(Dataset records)
§

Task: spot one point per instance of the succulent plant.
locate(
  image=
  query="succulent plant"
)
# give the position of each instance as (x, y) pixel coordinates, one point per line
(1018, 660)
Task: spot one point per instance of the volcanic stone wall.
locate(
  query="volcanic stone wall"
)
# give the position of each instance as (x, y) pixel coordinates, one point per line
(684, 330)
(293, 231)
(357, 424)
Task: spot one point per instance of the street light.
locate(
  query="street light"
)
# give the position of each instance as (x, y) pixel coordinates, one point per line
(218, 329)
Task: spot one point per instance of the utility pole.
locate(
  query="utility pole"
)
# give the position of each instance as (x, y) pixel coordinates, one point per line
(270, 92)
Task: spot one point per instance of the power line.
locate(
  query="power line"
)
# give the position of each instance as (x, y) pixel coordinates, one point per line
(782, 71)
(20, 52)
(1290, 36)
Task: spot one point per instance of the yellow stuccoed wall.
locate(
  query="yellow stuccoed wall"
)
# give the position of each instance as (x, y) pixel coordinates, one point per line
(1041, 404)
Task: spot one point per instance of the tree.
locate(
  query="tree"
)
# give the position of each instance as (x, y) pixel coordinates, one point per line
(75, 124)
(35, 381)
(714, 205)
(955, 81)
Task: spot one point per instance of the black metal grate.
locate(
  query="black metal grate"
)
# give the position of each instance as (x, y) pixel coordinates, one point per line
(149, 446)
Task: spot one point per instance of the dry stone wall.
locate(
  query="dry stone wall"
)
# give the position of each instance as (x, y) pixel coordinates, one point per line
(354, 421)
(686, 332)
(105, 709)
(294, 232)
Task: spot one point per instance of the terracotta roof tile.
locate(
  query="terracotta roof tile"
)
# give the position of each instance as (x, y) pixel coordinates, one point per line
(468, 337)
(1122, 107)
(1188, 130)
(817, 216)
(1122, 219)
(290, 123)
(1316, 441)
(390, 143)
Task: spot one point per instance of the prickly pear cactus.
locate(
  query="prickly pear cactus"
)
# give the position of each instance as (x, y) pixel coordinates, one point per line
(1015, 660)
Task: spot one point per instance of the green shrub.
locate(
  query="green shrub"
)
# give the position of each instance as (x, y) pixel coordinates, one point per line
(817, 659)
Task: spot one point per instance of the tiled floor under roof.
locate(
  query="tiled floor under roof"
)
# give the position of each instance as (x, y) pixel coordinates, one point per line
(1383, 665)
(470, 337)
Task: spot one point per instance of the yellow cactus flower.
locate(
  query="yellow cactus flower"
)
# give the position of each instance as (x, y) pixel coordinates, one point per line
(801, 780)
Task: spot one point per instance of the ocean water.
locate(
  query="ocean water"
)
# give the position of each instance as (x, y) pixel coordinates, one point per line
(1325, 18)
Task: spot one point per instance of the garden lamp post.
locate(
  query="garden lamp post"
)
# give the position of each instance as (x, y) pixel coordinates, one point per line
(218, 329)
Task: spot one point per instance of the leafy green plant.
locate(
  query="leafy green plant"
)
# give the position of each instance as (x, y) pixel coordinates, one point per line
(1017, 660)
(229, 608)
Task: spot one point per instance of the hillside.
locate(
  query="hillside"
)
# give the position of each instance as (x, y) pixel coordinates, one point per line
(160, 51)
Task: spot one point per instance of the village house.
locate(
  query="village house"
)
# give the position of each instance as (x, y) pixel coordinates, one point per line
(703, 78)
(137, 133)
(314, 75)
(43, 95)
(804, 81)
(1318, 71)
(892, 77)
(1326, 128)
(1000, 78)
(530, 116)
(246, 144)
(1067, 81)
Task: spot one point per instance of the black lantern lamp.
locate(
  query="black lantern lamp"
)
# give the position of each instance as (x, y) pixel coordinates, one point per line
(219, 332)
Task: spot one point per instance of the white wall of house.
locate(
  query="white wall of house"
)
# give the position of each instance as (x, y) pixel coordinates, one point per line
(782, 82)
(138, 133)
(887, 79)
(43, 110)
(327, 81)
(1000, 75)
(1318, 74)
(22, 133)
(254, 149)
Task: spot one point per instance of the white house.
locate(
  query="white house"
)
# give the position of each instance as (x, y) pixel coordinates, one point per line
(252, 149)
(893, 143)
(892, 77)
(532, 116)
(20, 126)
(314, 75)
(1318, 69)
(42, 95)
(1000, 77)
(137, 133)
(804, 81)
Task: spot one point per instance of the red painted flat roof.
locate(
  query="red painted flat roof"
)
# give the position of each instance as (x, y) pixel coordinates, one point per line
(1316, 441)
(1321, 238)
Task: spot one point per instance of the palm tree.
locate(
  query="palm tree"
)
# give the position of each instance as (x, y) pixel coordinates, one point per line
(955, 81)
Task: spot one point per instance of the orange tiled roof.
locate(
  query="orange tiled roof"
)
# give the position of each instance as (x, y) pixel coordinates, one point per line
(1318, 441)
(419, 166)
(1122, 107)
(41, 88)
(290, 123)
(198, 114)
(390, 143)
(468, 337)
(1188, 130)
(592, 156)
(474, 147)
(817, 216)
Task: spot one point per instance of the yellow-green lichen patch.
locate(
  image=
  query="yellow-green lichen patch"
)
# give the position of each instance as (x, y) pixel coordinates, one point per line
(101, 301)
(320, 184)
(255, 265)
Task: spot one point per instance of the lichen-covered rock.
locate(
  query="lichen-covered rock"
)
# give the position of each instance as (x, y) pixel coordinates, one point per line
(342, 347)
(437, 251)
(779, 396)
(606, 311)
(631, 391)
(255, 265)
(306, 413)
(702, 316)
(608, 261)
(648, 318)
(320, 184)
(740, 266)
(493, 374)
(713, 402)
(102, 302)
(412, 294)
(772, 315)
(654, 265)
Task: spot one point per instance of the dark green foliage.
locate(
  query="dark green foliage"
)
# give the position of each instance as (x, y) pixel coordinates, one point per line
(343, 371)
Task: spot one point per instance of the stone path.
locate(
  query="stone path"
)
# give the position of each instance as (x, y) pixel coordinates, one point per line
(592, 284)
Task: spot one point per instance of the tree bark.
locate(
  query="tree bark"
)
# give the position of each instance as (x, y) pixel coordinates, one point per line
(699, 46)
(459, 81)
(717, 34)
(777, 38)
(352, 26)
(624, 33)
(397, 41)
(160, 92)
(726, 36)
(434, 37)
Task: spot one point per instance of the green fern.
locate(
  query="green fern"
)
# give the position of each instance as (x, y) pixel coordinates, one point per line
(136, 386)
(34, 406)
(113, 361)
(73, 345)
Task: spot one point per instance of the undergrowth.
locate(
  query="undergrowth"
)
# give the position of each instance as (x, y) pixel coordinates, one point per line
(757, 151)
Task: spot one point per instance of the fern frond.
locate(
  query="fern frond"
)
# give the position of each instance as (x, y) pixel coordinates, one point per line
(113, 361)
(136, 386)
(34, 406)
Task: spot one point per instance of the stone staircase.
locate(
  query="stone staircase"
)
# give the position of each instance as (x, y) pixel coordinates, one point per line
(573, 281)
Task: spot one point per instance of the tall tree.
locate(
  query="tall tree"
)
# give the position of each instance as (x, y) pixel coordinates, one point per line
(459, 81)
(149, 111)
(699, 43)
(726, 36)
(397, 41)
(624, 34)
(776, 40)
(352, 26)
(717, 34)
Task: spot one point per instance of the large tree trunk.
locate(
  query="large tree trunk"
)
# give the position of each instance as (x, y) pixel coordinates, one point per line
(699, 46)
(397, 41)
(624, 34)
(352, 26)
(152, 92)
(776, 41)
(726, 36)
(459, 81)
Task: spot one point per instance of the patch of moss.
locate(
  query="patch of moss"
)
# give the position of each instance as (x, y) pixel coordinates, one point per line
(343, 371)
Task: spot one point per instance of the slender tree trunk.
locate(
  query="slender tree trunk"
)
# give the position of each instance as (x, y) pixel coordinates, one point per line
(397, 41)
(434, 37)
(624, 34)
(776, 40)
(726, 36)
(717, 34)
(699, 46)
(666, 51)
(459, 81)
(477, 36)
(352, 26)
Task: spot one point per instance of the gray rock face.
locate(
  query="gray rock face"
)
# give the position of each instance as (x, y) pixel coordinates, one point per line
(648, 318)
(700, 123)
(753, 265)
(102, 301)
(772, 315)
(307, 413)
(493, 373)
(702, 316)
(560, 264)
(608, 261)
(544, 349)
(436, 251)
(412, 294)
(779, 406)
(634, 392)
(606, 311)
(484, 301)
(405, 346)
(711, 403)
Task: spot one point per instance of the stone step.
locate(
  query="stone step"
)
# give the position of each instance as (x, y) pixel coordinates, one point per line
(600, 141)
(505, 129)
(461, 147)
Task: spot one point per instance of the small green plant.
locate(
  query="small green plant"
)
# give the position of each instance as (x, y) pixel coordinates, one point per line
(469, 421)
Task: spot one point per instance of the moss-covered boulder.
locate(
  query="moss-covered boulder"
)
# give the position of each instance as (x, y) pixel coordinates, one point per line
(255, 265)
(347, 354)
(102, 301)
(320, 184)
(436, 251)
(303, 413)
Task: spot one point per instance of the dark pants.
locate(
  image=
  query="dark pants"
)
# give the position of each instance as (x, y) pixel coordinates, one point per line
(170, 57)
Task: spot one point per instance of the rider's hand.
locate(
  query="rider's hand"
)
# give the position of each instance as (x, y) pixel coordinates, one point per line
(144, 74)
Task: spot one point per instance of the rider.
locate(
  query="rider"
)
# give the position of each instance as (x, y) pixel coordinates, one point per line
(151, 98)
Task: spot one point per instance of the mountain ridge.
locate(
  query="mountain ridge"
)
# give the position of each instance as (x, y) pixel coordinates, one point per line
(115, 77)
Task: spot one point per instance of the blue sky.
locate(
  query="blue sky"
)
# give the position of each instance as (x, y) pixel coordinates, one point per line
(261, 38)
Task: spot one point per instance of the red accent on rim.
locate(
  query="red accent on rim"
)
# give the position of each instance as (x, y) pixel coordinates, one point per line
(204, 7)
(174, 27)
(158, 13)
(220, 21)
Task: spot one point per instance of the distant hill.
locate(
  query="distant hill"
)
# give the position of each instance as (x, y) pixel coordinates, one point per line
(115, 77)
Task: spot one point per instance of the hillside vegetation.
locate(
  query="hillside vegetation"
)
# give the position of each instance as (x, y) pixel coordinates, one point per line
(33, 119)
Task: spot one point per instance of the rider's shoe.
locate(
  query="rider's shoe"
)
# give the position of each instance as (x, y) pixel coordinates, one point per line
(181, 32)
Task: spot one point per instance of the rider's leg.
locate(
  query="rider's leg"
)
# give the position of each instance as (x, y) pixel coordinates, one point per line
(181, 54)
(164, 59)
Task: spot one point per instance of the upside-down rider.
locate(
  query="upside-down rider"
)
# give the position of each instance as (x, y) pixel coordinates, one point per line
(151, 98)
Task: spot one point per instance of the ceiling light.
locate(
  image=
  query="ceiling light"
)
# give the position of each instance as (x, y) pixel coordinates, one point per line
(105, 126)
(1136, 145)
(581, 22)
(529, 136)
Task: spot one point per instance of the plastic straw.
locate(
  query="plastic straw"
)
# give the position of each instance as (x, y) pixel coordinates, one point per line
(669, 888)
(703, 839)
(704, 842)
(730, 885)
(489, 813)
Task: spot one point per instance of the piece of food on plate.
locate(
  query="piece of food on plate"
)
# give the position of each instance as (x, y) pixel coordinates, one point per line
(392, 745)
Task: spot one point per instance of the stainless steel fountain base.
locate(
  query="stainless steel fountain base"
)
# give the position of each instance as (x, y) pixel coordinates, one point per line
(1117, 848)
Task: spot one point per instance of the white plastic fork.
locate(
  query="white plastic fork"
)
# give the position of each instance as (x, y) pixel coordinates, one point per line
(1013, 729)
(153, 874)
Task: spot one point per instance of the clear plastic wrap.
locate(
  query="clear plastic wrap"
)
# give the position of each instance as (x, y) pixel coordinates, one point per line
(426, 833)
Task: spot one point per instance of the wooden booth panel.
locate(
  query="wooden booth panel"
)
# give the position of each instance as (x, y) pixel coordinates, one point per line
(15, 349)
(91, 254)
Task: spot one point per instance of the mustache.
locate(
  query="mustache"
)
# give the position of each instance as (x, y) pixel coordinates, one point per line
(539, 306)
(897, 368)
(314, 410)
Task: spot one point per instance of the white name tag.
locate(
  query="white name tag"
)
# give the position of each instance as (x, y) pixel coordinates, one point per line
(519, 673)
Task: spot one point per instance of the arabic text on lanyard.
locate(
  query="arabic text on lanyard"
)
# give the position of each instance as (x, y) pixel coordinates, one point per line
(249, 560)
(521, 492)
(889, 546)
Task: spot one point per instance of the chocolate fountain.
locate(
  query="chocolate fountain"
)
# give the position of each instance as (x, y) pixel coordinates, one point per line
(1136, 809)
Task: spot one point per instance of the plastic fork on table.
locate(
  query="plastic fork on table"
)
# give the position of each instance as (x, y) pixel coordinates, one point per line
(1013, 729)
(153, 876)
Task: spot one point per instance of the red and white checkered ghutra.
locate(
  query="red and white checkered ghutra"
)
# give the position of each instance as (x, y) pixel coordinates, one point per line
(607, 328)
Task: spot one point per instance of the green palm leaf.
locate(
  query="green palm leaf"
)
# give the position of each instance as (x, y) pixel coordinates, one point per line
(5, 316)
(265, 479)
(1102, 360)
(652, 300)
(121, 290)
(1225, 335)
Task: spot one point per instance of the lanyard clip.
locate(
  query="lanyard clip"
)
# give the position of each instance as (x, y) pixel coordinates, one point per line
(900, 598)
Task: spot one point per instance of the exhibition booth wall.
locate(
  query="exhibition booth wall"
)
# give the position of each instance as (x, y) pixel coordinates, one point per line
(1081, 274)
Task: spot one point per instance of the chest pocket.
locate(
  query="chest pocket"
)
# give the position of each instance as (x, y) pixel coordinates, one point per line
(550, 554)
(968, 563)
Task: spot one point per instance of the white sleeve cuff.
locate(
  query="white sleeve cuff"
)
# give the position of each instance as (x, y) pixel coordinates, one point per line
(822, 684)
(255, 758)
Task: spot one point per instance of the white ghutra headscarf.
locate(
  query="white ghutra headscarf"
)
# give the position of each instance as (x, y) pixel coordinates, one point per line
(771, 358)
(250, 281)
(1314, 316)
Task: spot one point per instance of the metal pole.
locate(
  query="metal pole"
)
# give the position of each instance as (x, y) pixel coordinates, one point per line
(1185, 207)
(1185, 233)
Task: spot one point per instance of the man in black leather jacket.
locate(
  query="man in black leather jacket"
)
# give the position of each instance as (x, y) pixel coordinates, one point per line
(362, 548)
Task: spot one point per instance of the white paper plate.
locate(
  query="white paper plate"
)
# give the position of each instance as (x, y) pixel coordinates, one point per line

§

Exercise aim
Within the data, how many lines hold the string "prickly"? Answer with the number and nothing more.

Task solution
2